Trump Using Defense Production Act To Block Meat Plant Closures


For weeks, public health authorities and medical staffers around the U.S. have been begging for the president to use the Defense Production Act to compel the production of needed supplies like personal protective equipment. Now, he’s revealed that he will be newly invoking the Act — but he will be, under its provisions, designating meat processing plants as critical infrastructure and thereby forcing them to remain open. Amidst the Coronavirus-induced social distancing demands, there have been fears of drastic cuts to the nation’s meat supply because of plant closures, which Tyson Foods chairman John Tyson sounded an alarm over in a full-page ad that appeared in The New York Times this week.

During a press conference alongside Florida’s Republican Governor Ron DeSantis at the White House this Tuesday, Trump told reporters:

‘We’re working with Tyson. We’re going to sign an executive order today I believe, and that will solve any liability problems, and they had certain liability problems… We’ll be in very good shape. we’re working with Tyson which is one of the big companies in the world and we always work with the farmers. There’s plenty of supply.’

Asked to explain more of the nature of his impending executive order set to designate meat processing plants as critical infrastructure, Trump indicated that the step would be addressing “sort of a legal roadblock more than anything else.” That’s not entirely correct — slashes to the nation’s meat supply of up to 80 percent, as has been feared possible, would have potentially devastating effects. Food shortages could thereby ensue amidst the pandemic.

In his ad for the Times, which appeared in the paper’s Sunday edition, Tyson Foods’s John Tyson insisted:

‘In small communities around the country where we employ over 100,000 hard-working men and women, we’re being forced to shutter our doors. This means one thing – the food supply chain is vulnerable. As pork, beef and chicken plants are being forced to close, even for short periods of time, millions of pounds of meat will disappear from the supply chain. As a result, there will be limited supply of our products available in grocery stores until we are able to reopen our facilities that are currently closed.’

This week, Trump insisted that there was plenty of supply to go around. Concurrent to the administration’s order for meat processing plants to remain open, there’s talk of them rolling out guidelines for workers like those who are 65 and older — who seem to be most at risk from the virus — to stay home. The White House will be working to “provide safety standards and guidance for workers to make sure they are kept safe and not put in harm’s way as they serve the public,” a senior administration official says.

Yet, the administration has been failing to provide adequate safety protections for workers in other fields. Medical staff have had to work without adequate personal protective equipment, and the president and his allies have even repeatedly complained about requests for assistance, even as stories have continued to accumulate of the desperate conditions in which many have been working.

Action item =
Rewrite everything in the meat plant article from "Yet, the administration" down to "have been working.", replacing "desperate" with "dire".

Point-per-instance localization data
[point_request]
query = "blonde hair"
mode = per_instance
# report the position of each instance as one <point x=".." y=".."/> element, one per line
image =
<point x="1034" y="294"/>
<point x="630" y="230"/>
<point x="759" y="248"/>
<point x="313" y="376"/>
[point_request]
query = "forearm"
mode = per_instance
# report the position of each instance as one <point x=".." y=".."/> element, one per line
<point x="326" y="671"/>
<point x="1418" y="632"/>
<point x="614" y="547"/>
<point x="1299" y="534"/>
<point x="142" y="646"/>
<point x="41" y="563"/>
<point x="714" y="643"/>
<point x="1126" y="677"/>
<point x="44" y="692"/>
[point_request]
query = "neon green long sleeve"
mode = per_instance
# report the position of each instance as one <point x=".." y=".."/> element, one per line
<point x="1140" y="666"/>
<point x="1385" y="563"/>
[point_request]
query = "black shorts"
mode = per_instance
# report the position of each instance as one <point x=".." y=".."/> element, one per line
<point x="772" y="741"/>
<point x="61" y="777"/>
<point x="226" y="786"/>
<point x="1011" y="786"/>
==
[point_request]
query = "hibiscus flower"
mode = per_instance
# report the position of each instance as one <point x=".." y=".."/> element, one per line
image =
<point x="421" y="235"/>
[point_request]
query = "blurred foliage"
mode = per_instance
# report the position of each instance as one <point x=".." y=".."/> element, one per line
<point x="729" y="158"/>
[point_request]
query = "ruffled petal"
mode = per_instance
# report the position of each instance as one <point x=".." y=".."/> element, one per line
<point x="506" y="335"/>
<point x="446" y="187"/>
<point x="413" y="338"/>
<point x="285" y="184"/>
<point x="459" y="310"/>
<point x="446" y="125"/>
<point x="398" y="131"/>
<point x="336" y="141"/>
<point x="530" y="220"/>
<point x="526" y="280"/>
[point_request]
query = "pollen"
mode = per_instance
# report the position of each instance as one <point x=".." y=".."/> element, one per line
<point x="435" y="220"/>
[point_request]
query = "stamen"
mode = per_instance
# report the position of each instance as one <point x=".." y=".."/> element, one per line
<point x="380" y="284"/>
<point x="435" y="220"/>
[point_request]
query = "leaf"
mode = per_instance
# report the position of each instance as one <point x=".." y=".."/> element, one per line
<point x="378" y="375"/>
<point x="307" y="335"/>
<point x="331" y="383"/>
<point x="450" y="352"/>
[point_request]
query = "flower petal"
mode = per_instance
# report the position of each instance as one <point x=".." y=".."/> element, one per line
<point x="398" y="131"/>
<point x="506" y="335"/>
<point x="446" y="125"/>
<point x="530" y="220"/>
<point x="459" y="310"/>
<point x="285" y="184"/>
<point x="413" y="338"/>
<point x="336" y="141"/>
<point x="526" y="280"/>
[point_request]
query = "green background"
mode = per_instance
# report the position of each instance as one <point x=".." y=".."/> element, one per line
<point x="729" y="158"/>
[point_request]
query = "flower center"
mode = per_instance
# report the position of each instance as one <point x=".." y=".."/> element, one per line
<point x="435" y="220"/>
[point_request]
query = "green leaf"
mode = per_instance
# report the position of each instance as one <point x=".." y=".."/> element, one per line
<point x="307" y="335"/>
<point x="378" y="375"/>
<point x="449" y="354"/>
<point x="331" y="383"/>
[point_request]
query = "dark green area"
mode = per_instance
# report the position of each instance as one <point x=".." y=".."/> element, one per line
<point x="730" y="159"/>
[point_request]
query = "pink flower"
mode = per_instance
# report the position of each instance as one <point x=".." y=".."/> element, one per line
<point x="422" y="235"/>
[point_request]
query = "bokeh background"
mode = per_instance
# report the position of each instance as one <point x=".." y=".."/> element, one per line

Task result =
Yet, the administration has been failing to provide adequate safety protections for workers in other fields. Medical staff have had to work without adequate personal protective equipment, and the president and his allies have even repeatedly complained about requests for assistance, even as stories have continued to accumulate of the dire conditions in which many have been working.